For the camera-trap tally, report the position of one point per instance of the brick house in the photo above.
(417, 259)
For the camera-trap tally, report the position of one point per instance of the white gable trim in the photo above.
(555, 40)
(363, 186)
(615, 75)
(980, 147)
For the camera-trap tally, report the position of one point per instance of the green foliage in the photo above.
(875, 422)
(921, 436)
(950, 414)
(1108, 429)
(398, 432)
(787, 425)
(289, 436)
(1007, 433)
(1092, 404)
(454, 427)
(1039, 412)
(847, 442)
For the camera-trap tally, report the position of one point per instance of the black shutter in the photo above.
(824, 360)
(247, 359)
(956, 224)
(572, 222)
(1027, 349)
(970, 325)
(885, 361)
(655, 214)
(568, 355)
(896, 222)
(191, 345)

:::

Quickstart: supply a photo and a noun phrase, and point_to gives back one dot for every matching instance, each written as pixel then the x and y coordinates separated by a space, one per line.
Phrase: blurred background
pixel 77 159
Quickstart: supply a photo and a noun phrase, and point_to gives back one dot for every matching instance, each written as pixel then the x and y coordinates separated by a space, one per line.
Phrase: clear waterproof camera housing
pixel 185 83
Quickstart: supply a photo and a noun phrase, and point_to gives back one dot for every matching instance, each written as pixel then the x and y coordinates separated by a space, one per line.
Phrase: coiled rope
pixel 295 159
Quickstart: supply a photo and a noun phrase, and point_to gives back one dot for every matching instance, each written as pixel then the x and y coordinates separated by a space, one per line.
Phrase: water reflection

:::

▸ **Problem to solve**
Print, without alteration, only the lines above between the one holding "Phrase: blurred background" and the one holding "Phrase: water reflection", inclusive.

▸ **Response to this exercise**
Phrase: blurred background
pixel 77 159
Quickstart: supply a photo and a noun phrase, and point_to gives back one dot for every matching instance, each written as pixel then the x and y coordinates separated by a space, one per line.
Phrase: clear waterproof camera housing
pixel 185 83
Quickstart: supply a photo and a noun phrase, and point_to gives back one dot for every matching instance, each written as pixel then the x and y coordinates separated by a space, one per line.
Phrase: coiled rope
pixel 295 159
Quickstart: supply a photo and a noun phrase, and point_to gives back one dot for every matching instance, each written as pixel then the x and y coordinates separated by a space, one per line.
Phrase: water reflection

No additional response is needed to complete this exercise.